--- Start ---

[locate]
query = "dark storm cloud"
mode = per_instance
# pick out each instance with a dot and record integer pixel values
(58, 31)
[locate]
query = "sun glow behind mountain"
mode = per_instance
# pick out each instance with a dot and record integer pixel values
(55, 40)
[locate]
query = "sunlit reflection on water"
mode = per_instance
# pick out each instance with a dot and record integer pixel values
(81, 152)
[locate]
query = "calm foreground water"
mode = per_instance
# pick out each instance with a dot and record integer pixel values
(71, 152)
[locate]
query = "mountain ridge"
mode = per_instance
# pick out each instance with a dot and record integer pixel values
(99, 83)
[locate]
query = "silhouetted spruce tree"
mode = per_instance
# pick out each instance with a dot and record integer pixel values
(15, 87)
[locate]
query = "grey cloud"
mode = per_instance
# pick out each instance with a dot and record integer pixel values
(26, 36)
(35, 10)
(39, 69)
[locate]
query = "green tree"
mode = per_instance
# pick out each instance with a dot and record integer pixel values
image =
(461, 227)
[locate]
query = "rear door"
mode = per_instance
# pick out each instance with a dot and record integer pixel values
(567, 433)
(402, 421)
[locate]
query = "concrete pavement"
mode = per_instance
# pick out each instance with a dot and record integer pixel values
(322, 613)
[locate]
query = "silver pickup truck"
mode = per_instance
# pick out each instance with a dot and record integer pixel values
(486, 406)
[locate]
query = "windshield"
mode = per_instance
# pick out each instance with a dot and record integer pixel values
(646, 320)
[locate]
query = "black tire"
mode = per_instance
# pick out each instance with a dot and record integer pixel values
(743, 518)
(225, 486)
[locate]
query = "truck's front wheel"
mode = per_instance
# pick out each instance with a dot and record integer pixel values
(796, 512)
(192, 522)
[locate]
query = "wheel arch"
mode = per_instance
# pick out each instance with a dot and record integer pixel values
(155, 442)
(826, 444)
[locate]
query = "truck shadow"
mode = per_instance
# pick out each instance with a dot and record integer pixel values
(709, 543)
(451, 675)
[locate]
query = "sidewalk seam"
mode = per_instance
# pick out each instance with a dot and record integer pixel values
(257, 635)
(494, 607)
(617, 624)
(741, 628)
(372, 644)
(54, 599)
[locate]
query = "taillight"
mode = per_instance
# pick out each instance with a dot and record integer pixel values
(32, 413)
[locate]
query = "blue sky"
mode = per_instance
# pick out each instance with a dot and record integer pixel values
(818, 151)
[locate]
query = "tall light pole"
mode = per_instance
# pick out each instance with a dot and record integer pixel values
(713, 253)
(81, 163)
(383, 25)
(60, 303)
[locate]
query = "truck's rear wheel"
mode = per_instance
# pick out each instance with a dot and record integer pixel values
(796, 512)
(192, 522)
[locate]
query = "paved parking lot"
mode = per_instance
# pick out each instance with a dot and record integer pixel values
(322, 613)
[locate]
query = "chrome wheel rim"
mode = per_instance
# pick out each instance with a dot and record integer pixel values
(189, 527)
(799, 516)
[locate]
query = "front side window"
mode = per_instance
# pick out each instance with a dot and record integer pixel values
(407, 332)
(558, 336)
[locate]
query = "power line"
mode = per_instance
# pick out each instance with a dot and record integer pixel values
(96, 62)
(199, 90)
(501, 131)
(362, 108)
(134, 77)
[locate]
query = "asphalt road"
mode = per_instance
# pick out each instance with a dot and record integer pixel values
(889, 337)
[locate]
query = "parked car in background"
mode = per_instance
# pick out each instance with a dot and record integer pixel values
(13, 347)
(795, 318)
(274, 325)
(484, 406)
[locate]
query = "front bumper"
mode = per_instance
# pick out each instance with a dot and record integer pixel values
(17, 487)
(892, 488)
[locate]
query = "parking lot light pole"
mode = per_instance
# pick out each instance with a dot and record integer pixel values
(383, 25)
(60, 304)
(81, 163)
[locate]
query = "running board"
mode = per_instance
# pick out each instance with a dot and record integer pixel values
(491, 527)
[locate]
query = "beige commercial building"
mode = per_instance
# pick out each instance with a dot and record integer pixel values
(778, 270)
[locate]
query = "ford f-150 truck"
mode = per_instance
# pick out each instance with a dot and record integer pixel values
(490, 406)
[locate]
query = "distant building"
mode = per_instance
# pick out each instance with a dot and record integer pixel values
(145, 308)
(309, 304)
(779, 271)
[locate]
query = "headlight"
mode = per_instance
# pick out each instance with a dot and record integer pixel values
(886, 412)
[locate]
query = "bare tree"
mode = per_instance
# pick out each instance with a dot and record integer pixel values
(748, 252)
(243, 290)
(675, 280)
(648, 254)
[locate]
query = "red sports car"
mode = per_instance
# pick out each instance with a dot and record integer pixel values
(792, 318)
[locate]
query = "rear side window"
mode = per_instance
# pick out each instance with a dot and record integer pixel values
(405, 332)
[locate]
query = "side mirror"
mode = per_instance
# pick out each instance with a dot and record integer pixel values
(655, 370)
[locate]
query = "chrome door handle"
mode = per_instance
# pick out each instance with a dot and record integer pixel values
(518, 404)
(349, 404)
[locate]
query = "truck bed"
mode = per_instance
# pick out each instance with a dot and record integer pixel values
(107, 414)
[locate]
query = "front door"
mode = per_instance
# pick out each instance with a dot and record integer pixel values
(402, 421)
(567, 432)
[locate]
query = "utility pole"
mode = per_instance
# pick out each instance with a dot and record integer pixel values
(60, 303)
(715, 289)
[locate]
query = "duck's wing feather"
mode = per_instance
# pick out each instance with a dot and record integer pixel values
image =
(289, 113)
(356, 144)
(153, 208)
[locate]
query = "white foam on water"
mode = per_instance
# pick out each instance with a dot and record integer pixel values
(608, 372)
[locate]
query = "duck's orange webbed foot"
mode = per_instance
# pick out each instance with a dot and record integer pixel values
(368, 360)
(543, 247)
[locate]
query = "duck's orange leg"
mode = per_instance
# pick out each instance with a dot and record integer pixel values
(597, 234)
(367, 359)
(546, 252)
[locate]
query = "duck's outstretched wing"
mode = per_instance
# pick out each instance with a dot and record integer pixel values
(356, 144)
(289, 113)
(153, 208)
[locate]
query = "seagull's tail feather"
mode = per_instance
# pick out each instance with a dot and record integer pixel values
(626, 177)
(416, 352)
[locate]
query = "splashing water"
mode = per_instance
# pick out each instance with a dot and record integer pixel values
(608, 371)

--- End ---

Exercise brief
Print again each line of the listing above, exactly as it appears.

Task result
[locate]
query = "dark storm cloud"
mode = per_instance
# pick out each instance with a dot and record integer pixel values
(58, 31)
[locate]
query = "sun glow behind mountain"
mode = per_instance
# pick out each instance with a dot and record integer pixel values
(55, 40)
[locate]
query = "sunlit reflection on water"
mode = per_instance
# pick out each instance with a dot and record integer pixel values
(81, 152)
[locate]
query = "calm foreground water"
mode = per_instance
# pick out each instance with a dot and record integer pixel values
(71, 152)
[locate]
query = "mountain ridge"
mode = per_instance
# pick out each instance with a dot and record integer pixel values
(99, 83)
[locate]
query = "silhouetted spruce tree"
mode = per_instance
# pick out each instance with a dot and record integer pixel values
(15, 87)
[locate]
query = "grey cloud"
mode = per_instance
# pick out each instance with a dot and record integer pixel values
(26, 36)
(35, 10)
(39, 69)
[locate]
query = "green tree"
mode = per_instance
# pick out each instance with a dot and record integer pixel values
image =
(461, 227)
[locate]
query = "rear door"
mode = per_instance
# pick out each instance with a dot and record integer pixel values
(567, 433)
(402, 421)
[locate]
query = "concrete pavement"
mode = per_instance
# pick out each instance with a dot and record integer pixel values
(322, 613)
[locate]
query = "silver pickup truck"
mode = per_instance
# pick out each instance with a dot and record integer pixel values
(486, 406)
[locate]
query = "windshield"
mode = per_instance
# pick out each instance with a dot and record integer pixel values
(646, 320)
[locate]
query = "black tire"
mode = per_instance
# pick out each instance with a dot and record integer pixel values
(743, 518)
(225, 486)
[locate]
query = "truck's front wheel"
mode = per_instance
# pick out each instance with a dot and record integer pixel values
(796, 512)
(192, 522)
[locate]
query = "wheel arch"
mode = per_instance
# pick out each instance with a dot and record integer pixel values
(155, 442)
(826, 444)
[locate]
query = "truck shadow"
mode = per_instance
# pick out each instance with a dot and record integer pixel values
(709, 543)
(451, 675)
[locate]
query = "sidewalk seam"
mode = per_instance
# pick out each instance with a dot and record integer pixel values
(257, 635)
(494, 607)
(617, 624)
(741, 628)
(372, 644)
(54, 599)
[locate]
query = "taillight"
mode = per_instance
# pick out each instance with a dot and record integer pixel values
(32, 413)
[locate]
query = "blue sky"
mode = per_instance
# pick out each instance with a dot and record integer pixel values
(818, 151)
[locate]
query = "tall light pole"
mode = per_instance
# pick out each instance with a dot and record integer pixel values
(713, 253)
(81, 163)
(383, 25)
(60, 303)
[locate]
query = "truck's rear wheel"
mode = per_instance
# pick out each instance with a dot and record integer pixel values
(796, 512)
(192, 522)
[locate]
query = "paved parking lot"
mode = per_instance
# pick out each instance with a dot and record integer pixel values
(322, 613)
[locate]
query = "chrome wheel rim"
mode = per_instance
# pick out each instance with a dot and record integer pixel values
(189, 527)
(799, 516)
[locate]
query = "front side window"
mode = per_instance
# pick out each instance with a dot and record integer pixel values
(407, 332)
(558, 336)
[locate]
query = "power line"
mode = per_instance
# pick out each instance with a dot and record integer pixel values
(96, 62)
(199, 90)
(501, 131)
(362, 108)
(134, 77)
[locate]
query = "asphalt road"
mode = per_instance
# pick out each instance with a dot and record integer pixel values
(889, 337)
[locate]
query = "parked car in background"
mode = per_instance
# pick out each instance with a dot and record integer pixel values
(13, 347)
(795, 318)
(274, 325)
(484, 406)
[locate]
query = "front bumper"
mode = per_instance
# pick out each instance with a dot and record integer pixel values
(17, 487)
(892, 488)
[locate]
query = "parking lot light pole"
mode = per_instance
# pick out each instance with a dot and record integer pixel values
(383, 25)
(60, 304)
(81, 163)
[locate]
query = "running board"
mode = per_instance
# pick out each instance with a dot and record integer pixel values
(491, 527)
[locate]
query = "beige commercial building"
mode = per_instance
# pick out each instance with a dot and record integer pixel values
(778, 270)
[locate]
query = "ford f-150 truck"
mode = per_instance
# pick out each instance with a dot and record integer pixel values
(490, 406)
[locate]
query = "distant building"
mode = per_instance
# pick out each instance with a dot and record integer pixel values
(145, 308)
(309, 304)
(779, 271)
[locate]
query = "headlight"
mode = per_instance
# pick out each instance with a dot and record integer pixel values
(886, 412)
[locate]
query = "bare tree"
mode = per_instance
# pick out each instance with a dot and record integer pixel values
(748, 252)
(243, 290)
(675, 280)
(648, 254)
[locate]
query = "red sports car"
mode = per_instance
# pick out each instance with a dot and record integer pixel values
(792, 318)
[locate]
query = "rear side window"
mode = per_instance
# pick out each instance with a dot and record integer pixel values
(405, 332)
[locate]
query = "side mirror"
mode = per_instance
# pick out each instance with a dot and record integer pixel values
(655, 370)
[locate]
query = "chrome door handle"
mode = per_instance
# pick out each instance with a dot and record integer pixel values
(518, 404)
(349, 404)
[locate]
query = "truck bed"
mode = per_instance
# pick out each instance with a dot and record integer pixel values
(107, 414)
[locate]
query = "front door"
mode = per_instance
# pick out each instance with a dot and record integer pixel values
(402, 421)
(567, 432)
[locate]
query = "utility pole"
mode = per_instance
# pick out each instance with a dot and record integer pixel values
(60, 303)
(715, 289)
[locate]
query = "duck's wing feather"
mode = per_instance
# pick out each instance with a dot and record integer pixel values
image =
(289, 113)
(356, 144)
(153, 208)
[locate]
query = "white foam on water"
mode = per_instance
# pick out each instance with a dot and record integer pixel values
(608, 372)
[locate]
query = "duck's orange webbed foot"
mode = per_instance
# pick out each instance with a dot and record integer pixel values
(368, 360)
(543, 247)
[locate]
query = "duck's orange leg"
mode = per_instance
# pick out each instance with a dot and record integer pixel values
(597, 234)
(367, 359)
(546, 252)
[locate]
query = "duck's outstretched wing"
mode = per_instance
# pick out each instance with a dot and record integer pixel values
(356, 144)
(289, 113)
(153, 208)
[locate]
query = "seagull's tail feather"
mode = per_instance
# pick out each instance with a dot and record integer pixel values
(626, 177)
(416, 352)
[locate]
query = "splashing water"
mode = per_instance
# pick out each instance with a dot and record integer pixel values
(608, 371)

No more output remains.